══ Testo selezionato ══

Il saggio scritto nel futuro che condanna senza appello il nostro presente

Ambientato nel 2393 “Il crollo della civiltà occidentale” parla dell’oggi come punto di partenza dell’apocalissi energetica, politica e ambientale. Non è un romanzo distopico, ma un saggio basato su studi e intuizioni così verosimili da mettere i brividi

 

Lo ha dichiarato anche Papa Francesco: “Sarebbe catastrofico se alla Cop21 prevalessero gli interessi privati sul bene comune“. Sono in molti a sostenere che la Conferenza mondiale sul clima a Parigi è l’ultima chance che le potenze mondiali hanno per salvare le sorti climatiche del pianeta. Ogni rinvio avrà effetti disastrosi. È quello di cui sono convinti anche Naomi Oreskes e Erik Conway, due storici della scienza che lavorano rispettivamente a Harvard e alla NASA, autori di un breve libro, Il crollo della civiltà occidentale, pubblicato in Italia da Piano B.
In quella che all’apparenza è un’opera di fantascienza, un giovane storico della Seconda Repubblica Popolare Cinese scrive nel 2393 una ricostruzione delle cause che hanno portato, all’incirca nella nostra epoca, a una vera e propria apocalisse energetica. Alla fine del nostro secolo, ricostruisce lo storico (ma in realtà prevedono gli autori), le popolazioni di Africa e Australia sono state spazzate via, New York e altre città costiere sommerse dalle acque, il 70% delle specie viventi si è estinto, in tutto il pianeta sono avvenute migrazioni di massa e rivolte per la scarsità di cibo. Per lo storico che scrive, ma anche per il lettore di oggi, il fatto più sconvolgente è che “le vittime sapevano cosa stava accadendo e perché stava accadendo“.

═══

### Attività da svolgere
1) Secondo il testo selezionato, dove lavorano Naomi Oreskes ed Erik Conway?
2) Traduci in inglese questa frase del testo selezionato: «Sono in molti a sostenere che la Conferenza mondiale sul clima a Parigi è l’ultima chance che le potenze mondiali hanno per salvare le sorti climatiche del pianeta.»
I dati non hanno alcun legame con il testo selezionato.

══ Dati forniti ══

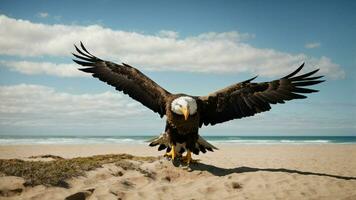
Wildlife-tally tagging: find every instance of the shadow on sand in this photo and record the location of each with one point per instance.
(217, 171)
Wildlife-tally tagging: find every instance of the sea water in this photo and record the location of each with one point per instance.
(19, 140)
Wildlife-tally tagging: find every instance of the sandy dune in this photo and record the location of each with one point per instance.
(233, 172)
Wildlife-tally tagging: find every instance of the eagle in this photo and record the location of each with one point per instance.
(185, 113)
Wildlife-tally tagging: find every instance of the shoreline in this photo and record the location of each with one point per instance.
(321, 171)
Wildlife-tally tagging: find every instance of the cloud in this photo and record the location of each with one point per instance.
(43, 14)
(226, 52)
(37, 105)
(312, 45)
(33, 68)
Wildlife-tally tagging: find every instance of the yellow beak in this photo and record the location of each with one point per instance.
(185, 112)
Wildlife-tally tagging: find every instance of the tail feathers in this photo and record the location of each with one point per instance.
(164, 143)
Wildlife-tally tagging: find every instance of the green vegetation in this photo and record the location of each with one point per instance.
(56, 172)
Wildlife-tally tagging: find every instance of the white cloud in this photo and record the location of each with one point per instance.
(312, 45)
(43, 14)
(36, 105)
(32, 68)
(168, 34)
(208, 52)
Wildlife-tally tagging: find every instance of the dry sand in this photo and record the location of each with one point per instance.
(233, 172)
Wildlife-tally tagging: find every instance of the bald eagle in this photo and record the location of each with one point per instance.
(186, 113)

═══
══ Dati forniti ══

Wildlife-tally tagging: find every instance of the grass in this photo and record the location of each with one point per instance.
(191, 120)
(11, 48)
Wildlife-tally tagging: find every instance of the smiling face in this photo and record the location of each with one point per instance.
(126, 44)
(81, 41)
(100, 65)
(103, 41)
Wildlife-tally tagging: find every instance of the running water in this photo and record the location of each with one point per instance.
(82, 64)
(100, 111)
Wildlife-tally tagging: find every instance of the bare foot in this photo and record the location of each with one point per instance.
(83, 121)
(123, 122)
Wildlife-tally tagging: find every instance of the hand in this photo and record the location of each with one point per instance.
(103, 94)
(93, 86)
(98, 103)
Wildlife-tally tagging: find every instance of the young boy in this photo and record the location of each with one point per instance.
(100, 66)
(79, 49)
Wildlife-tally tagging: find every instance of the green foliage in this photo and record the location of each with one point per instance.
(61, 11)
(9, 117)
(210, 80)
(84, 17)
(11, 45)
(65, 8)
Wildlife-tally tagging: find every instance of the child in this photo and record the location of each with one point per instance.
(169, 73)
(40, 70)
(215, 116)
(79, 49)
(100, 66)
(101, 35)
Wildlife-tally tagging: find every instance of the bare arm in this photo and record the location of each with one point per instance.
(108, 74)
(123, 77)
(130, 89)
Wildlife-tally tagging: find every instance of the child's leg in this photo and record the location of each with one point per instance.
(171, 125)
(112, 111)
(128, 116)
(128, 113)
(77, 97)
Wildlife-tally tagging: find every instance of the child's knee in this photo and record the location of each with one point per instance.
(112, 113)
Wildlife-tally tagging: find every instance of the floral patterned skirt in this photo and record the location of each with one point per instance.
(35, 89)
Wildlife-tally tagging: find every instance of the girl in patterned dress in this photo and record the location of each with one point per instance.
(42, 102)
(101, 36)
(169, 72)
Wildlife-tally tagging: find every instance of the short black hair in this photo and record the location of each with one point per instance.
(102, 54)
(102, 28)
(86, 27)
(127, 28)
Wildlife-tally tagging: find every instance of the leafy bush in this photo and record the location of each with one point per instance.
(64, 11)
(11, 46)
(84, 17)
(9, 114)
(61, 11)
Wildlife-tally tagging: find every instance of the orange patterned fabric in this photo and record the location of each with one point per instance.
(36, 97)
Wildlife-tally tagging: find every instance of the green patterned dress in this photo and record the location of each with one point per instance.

═══

### Soluzioni
1) Rispettivamente a Harvard e alla NASA.

2) Many argue that the World Climate Conference in Paris is the last chance the world powers have to save the planet's climate future.